====== Exercise data

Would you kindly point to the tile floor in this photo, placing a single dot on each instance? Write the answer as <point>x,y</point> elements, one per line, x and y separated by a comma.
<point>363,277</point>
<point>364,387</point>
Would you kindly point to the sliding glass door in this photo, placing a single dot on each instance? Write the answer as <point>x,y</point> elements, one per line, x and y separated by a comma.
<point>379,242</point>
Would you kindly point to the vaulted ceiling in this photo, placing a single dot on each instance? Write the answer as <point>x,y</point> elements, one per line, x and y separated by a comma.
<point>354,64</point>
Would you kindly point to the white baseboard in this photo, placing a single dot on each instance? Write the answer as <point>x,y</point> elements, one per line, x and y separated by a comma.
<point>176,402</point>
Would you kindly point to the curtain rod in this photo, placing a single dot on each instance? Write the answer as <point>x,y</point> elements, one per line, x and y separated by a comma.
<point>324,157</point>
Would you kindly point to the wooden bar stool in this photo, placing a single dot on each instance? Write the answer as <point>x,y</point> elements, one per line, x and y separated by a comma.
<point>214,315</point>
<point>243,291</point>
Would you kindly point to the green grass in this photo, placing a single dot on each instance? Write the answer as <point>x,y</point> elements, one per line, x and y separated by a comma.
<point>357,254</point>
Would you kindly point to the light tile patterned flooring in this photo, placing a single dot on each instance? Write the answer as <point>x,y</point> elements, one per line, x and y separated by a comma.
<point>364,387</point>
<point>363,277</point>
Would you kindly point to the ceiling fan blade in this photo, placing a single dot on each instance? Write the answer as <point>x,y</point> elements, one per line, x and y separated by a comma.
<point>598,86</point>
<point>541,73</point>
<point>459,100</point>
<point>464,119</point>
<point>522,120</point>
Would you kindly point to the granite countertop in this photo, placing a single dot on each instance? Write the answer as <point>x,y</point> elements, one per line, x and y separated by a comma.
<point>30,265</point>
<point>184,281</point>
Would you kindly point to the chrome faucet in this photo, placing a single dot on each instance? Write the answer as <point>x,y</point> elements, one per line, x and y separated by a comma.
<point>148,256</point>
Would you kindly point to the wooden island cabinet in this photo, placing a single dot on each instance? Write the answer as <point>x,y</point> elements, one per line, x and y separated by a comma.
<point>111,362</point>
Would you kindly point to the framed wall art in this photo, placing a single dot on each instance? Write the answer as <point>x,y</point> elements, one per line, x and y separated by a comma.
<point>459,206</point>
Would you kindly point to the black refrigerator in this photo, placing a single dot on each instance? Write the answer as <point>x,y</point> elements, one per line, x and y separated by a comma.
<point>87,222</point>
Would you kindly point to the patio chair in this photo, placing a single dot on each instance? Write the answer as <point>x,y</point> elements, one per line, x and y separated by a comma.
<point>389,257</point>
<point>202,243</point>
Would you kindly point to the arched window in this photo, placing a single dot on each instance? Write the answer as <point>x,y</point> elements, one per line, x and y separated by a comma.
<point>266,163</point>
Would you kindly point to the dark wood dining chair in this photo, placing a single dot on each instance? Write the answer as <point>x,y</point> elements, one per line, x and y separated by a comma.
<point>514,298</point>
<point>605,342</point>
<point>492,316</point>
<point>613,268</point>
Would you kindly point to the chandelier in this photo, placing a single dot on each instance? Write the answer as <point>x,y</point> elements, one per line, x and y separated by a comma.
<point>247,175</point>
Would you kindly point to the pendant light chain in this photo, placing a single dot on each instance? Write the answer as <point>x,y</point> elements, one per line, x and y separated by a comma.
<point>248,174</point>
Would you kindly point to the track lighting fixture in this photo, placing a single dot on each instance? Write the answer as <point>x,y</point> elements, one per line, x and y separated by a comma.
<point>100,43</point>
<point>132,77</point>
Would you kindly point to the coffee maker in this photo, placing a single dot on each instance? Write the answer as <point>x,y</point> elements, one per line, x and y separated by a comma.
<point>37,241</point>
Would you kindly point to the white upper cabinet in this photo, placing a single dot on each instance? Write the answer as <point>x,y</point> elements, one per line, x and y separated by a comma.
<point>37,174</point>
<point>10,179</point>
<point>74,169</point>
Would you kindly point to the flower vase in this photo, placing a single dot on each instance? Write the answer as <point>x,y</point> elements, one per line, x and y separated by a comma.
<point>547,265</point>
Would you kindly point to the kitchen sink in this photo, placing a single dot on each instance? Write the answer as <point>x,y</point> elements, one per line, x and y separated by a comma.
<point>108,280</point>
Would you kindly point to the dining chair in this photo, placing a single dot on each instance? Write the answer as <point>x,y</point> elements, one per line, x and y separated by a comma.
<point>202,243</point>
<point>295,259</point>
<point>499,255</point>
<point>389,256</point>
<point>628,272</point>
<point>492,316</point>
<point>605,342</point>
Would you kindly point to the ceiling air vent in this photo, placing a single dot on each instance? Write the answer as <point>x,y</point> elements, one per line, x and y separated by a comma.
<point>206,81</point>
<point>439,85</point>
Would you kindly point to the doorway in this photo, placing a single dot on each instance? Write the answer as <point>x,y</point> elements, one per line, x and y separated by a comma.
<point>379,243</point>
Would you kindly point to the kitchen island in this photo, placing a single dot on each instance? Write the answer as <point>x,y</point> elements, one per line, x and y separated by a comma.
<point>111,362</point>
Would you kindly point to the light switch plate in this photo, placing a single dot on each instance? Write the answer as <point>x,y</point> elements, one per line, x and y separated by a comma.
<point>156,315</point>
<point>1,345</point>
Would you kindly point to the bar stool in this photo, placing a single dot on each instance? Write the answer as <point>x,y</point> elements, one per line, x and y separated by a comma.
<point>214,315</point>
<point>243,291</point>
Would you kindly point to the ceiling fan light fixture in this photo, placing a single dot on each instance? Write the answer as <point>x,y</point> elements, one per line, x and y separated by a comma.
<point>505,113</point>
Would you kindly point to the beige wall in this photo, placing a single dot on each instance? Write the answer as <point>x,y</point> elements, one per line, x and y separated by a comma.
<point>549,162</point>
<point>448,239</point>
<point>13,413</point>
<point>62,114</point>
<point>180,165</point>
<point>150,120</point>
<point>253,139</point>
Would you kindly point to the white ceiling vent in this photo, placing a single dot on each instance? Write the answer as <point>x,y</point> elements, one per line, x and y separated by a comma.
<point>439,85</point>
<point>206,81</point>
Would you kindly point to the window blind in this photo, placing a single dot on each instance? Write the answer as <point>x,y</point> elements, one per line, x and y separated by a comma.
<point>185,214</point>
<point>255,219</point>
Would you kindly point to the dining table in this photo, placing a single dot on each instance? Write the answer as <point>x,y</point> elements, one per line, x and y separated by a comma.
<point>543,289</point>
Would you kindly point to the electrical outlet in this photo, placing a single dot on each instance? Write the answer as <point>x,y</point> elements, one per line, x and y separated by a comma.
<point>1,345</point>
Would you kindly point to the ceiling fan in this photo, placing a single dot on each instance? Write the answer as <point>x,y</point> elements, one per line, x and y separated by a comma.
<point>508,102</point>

============

Task brief =
Copy everything from the line containing "Would you kindly point to the flower" down to the line containing "<point>108,280</point>", with both of those lines included.

The reply =
Would you kindly point to the flower vase in this photo, placing a single dot on each instance? Write the answer as <point>x,y</point> elements, one per line, x and y separated by a comma.
<point>547,265</point>
Would you kindly point to the kitchen sink in this photo, placing a single dot on each instance? Write the answer as <point>x,y</point> elements, one per line, x and y separated by a comma.
<point>108,280</point>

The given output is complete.